**Your instructions**
The answer must be an exact printing of every record below, with the pictures omitted.

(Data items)
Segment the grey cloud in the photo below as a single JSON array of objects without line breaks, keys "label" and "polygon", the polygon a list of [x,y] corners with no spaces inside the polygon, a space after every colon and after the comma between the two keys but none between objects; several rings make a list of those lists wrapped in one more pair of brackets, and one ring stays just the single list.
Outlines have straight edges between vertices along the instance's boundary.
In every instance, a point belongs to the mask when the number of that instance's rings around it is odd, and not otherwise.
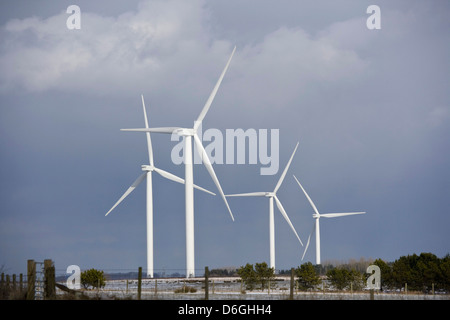
[{"label": "grey cloud", "polygon": [[[2,11],[0,256],[21,268],[31,241],[59,265],[143,265],[144,188],[104,219],[147,159],[144,136],[119,129],[143,125],[141,93],[151,125],[192,125],[235,44],[203,129],[280,129],[280,168],[300,141],[279,197],[303,240],[312,212],[291,173],[321,211],[368,212],[323,224],[324,260],[447,253],[448,4],[379,1],[379,31],[365,27],[369,4],[80,1],[79,32],[65,4]],[[158,165],[182,176],[176,143],[152,139]],[[278,176],[259,169],[215,165],[226,193],[272,188]],[[214,188],[202,166],[194,176]],[[183,197],[155,178],[157,268],[183,269]],[[220,198],[196,195],[197,265],[267,260],[264,200],[230,201],[232,224]],[[277,265],[297,266],[276,219]]]}]

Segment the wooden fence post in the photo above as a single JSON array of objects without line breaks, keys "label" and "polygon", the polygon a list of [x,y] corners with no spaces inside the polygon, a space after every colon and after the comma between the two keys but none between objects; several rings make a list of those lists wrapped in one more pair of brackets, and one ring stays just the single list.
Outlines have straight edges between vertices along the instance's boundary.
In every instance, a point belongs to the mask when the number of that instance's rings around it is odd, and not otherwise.
[{"label": "wooden fence post", "polygon": [[141,300],[141,289],[142,289],[142,267],[139,267],[138,272],[138,300]]},{"label": "wooden fence post", "polygon": [[44,298],[56,299],[55,266],[50,259],[44,260]]},{"label": "wooden fence post", "polygon": [[294,300],[294,268],[291,268],[291,286],[289,291],[289,300]]},{"label": "wooden fence post", "polygon": [[5,299],[6,296],[6,288],[5,288],[5,274],[2,273],[1,278],[0,278],[0,298],[1,299]]},{"label": "wooden fence post", "polygon": [[34,300],[36,285],[36,263],[34,260],[27,261],[27,300]]},{"label": "wooden fence post", "polygon": [[20,292],[20,294],[22,294],[22,290],[23,290],[23,274],[21,273],[19,275],[19,292]]},{"label": "wooden fence post", "polygon": [[12,275],[12,288],[13,288],[13,291],[16,291],[16,286],[17,286],[17,279],[16,279],[16,275],[13,274]]},{"label": "wooden fence post", "polygon": [[205,267],[205,300],[209,300],[209,269]]}]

**Exercise response**
Segment the grey cloud in the photo below as a single JSON array of objects without line breaks, keys "label" and "polygon", the polygon a list of [x,y] corners with no spaces inside the polygon, a space after every colon and after the comma between the two keys but none between objects; several rings make a list of those lists wrapped in one more pair of brackets, and one ring stays just the single list.
Outlines have straight edges between vertices along the instance's boundary.
In every instance, a point belongs to the mask when the number of that instance's rings around it is odd, and not otherwise.
[{"label": "grey cloud", "polygon": [[[2,11],[0,256],[21,268],[31,241],[59,265],[143,265],[144,188],[104,219],[147,159],[144,136],[119,129],[143,125],[141,93],[151,125],[192,125],[235,44],[203,129],[280,129],[280,168],[300,141],[279,197],[303,240],[312,212],[291,173],[321,211],[368,212],[323,224],[324,260],[447,253],[448,4],[379,1],[379,31],[365,27],[369,4],[80,1],[79,32],[65,4]],[[158,165],[182,176],[176,143],[152,139]],[[278,176],[259,169],[215,165],[226,193],[272,188]],[[214,188],[202,166],[194,176]],[[183,197],[155,178],[157,268],[183,269]],[[220,198],[196,195],[197,265],[267,260],[264,200],[230,201],[232,224]],[[277,265],[297,266],[276,219]]]}]

Segment the wooden fence post in the photo above as a single JSON array of objects without line breaks, keys "label" and "polygon", the polygon a list of [x,y] corners with no spaces inside the polygon, a space after every colon and after the comma between the two keys but none between objects; several rings make a list of those lists wrapped in one more pair of brackets, and one ring stays just the single list.
Outlines have straight edges between vertices along the instance's boundary.
In every instance, a point belongs to the mask when the number of that instance's rings around it is odd, and not otherwise.
[{"label": "wooden fence post", "polygon": [[141,300],[141,289],[142,289],[142,267],[139,267],[138,272],[138,300]]},{"label": "wooden fence post", "polygon": [[44,298],[56,299],[55,266],[50,259],[44,260]]},{"label": "wooden fence post", "polygon": [[294,300],[294,268],[291,268],[291,286],[289,291],[289,300]]},{"label": "wooden fence post", "polygon": [[5,299],[6,296],[6,288],[5,288],[5,274],[2,273],[1,278],[0,278],[0,298],[1,299]]},{"label": "wooden fence post", "polygon": [[34,300],[36,285],[36,263],[34,260],[27,261],[27,300]]},{"label": "wooden fence post", "polygon": [[20,292],[20,294],[22,294],[22,290],[23,290],[23,274],[21,273],[19,275],[19,292]]},{"label": "wooden fence post", "polygon": [[12,275],[12,288],[13,288],[13,291],[16,291],[16,286],[17,286],[17,279],[16,279],[16,275],[13,274]]},{"label": "wooden fence post", "polygon": [[205,267],[205,300],[209,300],[209,269]]}]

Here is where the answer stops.